- _QUOTED PASSAGE_
'''
Postby bosshog » Fri Aug 22, 2014 10:11 am

I hate to say it but I'm done with the forum. It has been a huge help to me and DW. I am extremely grateful to those who have helped us and for the great advice given to use. It has helped us tremendously, and has improved our marriage, relationship, and our family. It is time for me to find somewhere else to get and give my support and advice.

What I have found is that there is a small handful of regular posters on the forum. Most bring a lot of great insight. Some are a little out there for myself, and that is fine. There is one poster though who only brings contention to the forum. His participation on the forum is the single reason I will no longer be coming here. There is no point in me being here and me reading and feeling contention. It doesn't do me any good. If this was a situation that was happening to me in person I would just remove myself from it, thus my decision.
'''
- _PROVIDED MATERIAL_
'''
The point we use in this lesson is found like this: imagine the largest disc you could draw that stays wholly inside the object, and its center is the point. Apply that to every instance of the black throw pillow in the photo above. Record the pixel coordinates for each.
'''
- _TASKS TO PERFORM_
**A)** From the forum farewell post, extract the passage from "What I have" up to and including "thus my decision.".
**B)** Extend the forum farewell post, starting after its last sentence.

- _FINAL ANSWERS_
**A)**
What I have found is that there is a small handful of regular posters on the forum. Most bring a lot of great insight. Some are a little out there for myself, and that is fine. There is one poster though who only brings contention to the forum. His participation on the forum is the single reason I will no longer be coming here. There is no point in me being here and me reading and feeling contention. It doesn't do me any good. If this was a situation that was happening to me in person I would just remove myself from it, thus my decision.

**B)**
I have no issues with what LDM says. I don't agree with everything he says, and I agree with somethings he says. We agreed on the flexibility that priesthood leaders have in following the spirit during temple recommend interviews most recently and on other things. My issue isn't on what he says, it's his personality and how he says it. I couldn't have said it better than he said, when he suggested that we pretend Spock was speaking. Spock is an arrogant asshole with only one friend. Yea Spock has great things to say, but you want to beat him every time he opens his mouth. If LDM was in my SS class I would no longer attend it, because I would want to beat him with my scriptures every time he made a comment. I instead would find another class to attend so I could feel the spirit. Our personality types just don't get along. I tend to be more compassionate and I want to understand the other parties perspective. I want to understand where they are coming from even if I don't agree with them. LDS is the antithesis of this.

I have tried the method of avoiding him, but he hijacks every thread and argues with everyone about everything. I'm of the belief that you could make a comment about how great he is, and he would argue with it. He has created such a divide in the forum and such a contentions environment that I no longer want to participate. So I will look for support elsewhere.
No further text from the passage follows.